(Supplied text Opens)

How One Person Can Change an Entire Company
Writing in Harvard Business Review, Michigan Ross Professor Emeritus Robert Quinn highlights the power of individual action.
Anyone doubting the ability of one person to transform an organization might consider the example of Dr. Tadataka Yamada.
The Glaxo SmithKline executive led an effort that completely changed the culture at his company. Initially focused on protecting its financial interests at all costs, GSK became a leader in the drive to improve access to medications and fight disease in the developing world.
His story is recounted in a new article in Harvard Business Review by Michigan Ross Professor Emeritus Robert Quinn and coauthors Nicholas W. Eyrich and David P. Fessell of the University of Michigan Medical School. Focusing on Yamada’s story, the authors describe how one person can change an organization by bringing conscience to culture.

(Supplied text Closes)
(Data under study Opens)

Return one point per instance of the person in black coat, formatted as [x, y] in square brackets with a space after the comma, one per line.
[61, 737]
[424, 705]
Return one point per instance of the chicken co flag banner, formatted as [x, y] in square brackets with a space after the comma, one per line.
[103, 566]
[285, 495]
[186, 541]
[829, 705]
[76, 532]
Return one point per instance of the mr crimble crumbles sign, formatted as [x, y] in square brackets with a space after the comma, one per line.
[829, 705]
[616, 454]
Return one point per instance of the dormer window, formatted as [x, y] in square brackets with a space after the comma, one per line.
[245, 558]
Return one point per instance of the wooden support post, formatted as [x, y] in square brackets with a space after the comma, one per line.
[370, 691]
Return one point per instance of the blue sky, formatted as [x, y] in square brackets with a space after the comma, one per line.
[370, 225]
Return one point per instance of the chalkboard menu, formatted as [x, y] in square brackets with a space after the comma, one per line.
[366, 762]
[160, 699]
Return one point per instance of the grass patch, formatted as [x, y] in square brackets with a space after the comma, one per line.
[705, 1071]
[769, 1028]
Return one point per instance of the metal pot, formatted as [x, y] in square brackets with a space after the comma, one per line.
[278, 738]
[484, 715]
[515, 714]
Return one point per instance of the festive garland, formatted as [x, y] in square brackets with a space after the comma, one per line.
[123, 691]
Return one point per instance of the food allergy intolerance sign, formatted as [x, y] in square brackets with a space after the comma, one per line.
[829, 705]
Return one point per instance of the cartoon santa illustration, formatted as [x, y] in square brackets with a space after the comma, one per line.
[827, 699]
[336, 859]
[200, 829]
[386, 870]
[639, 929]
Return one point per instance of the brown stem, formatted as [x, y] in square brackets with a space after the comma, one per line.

(Data under study Closes)

Work instruction A. Print the article on one person changing a company word for word, starting at "The Glaxo SmithKline" and ending at "the developing world.".
Work instruction B. Proceed with the article on how one person can change a company, picking up right after its final sentence.
The items play no part in what comes next.

Exercise response A.
The Glaxo SmithKline executive led an effort that completely changed the culture at his company. Initially focused on protecting its financial interests at all costs, GSK became a leader in the drive to improve access to medications and fight disease in the developing world.

Exercise response B.
“A single person with a clarity of conscience and a willingness to speak up can make a difference,” the authors write. “Contributing to the greater good is a deep and fundamental human need. When a leader, even a mid-level or lower level leader, skillfully brings a voice and a vision, others will follow and surprising things can happen — even culture change on a large scale.”
Robert Quinn is a professor emeritus of management and organizations at the University of Michigan Ross School of Business and a cofounder of the Center for Positive Organizations.